● WRITTEN EXERCISE:
Could you reproduce the entries from the line with "query: the noun phrase to segment: figurine" to the line with "POLYGON ((129 191, 130", renaming "figurine pedestal" to "statuette stand" and keeping everything else the same?

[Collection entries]
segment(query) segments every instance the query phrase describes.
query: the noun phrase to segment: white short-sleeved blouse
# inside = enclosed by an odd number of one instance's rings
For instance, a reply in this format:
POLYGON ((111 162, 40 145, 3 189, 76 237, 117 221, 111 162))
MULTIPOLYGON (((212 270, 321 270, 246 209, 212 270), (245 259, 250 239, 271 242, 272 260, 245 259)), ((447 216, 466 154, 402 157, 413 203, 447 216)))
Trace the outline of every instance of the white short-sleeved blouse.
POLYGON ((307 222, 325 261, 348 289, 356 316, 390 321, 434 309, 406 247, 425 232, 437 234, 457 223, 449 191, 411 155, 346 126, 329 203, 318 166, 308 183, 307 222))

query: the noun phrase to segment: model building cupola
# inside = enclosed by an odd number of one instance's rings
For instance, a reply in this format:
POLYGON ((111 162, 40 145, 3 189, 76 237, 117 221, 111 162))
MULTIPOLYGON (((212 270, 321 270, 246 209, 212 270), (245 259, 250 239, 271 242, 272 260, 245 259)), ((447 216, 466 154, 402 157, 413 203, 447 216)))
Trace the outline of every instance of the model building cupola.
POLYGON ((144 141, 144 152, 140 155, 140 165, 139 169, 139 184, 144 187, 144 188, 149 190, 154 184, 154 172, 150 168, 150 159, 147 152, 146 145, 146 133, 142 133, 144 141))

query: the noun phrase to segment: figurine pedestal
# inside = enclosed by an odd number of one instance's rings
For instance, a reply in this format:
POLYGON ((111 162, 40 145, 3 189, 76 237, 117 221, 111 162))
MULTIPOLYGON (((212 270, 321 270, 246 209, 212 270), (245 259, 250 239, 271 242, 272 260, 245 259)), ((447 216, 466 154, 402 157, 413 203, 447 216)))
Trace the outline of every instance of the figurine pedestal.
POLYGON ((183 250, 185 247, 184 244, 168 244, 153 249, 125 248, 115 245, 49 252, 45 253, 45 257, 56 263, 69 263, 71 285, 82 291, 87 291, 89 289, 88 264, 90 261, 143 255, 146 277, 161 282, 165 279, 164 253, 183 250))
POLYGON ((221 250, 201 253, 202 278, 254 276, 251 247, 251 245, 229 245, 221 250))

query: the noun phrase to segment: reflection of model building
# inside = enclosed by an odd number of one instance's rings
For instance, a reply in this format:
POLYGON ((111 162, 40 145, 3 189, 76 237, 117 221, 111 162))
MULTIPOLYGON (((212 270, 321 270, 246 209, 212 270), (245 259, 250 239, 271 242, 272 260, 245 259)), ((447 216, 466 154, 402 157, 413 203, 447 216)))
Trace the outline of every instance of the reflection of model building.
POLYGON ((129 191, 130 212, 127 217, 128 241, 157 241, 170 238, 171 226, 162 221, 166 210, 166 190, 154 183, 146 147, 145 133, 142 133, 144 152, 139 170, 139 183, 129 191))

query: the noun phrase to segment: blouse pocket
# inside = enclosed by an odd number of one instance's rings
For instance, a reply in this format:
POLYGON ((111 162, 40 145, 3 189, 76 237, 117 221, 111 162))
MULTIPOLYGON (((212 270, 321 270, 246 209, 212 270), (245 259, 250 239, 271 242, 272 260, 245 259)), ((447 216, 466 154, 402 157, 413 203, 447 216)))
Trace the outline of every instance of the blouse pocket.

● OUTPUT BELOW:
query: the noun phrase to segment: statuette stand
# inside = enclosed by an odd number of one instance's rings
For instance, a reply in this format:
POLYGON ((111 162, 40 145, 3 189, 76 237, 117 221, 111 162))
MULTIPOLYGON (((212 270, 321 270, 246 209, 212 270), (245 259, 250 239, 271 242, 272 260, 245 259)), ((447 216, 466 154, 402 157, 413 203, 447 216)))
Trace the outline of every instance of the statuette stand.
POLYGON ((183 250, 185 247, 184 244, 168 244, 153 249, 125 248, 115 245, 49 252, 45 253, 45 257, 56 263, 69 263, 71 285, 82 291, 87 291, 89 289, 88 264, 90 261, 143 255, 146 277, 161 282, 165 279, 164 253, 183 250))
POLYGON ((221 250, 201 253, 202 278, 254 276, 251 247, 251 245, 229 245, 221 250))

query: the noun phrase to segment: reflection of model building
# inside = enclosed by an odd number of one instance's rings
For instance, a reply in this format:
POLYGON ((111 162, 40 145, 3 189, 76 237, 117 221, 111 162))
MULTIPOLYGON (((212 270, 321 270, 246 209, 212 270), (245 259, 250 239, 271 242, 272 260, 245 259)), ((447 216, 466 154, 402 157, 413 203, 447 216)))
Trace the outline of every instance of the reflection of model building.
POLYGON ((129 191, 130 212, 127 217, 128 241, 157 241, 170 238, 171 226, 162 221, 166 210, 166 190, 154 183, 146 147, 145 133, 142 133, 144 152, 139 170, 139 183, 129 191))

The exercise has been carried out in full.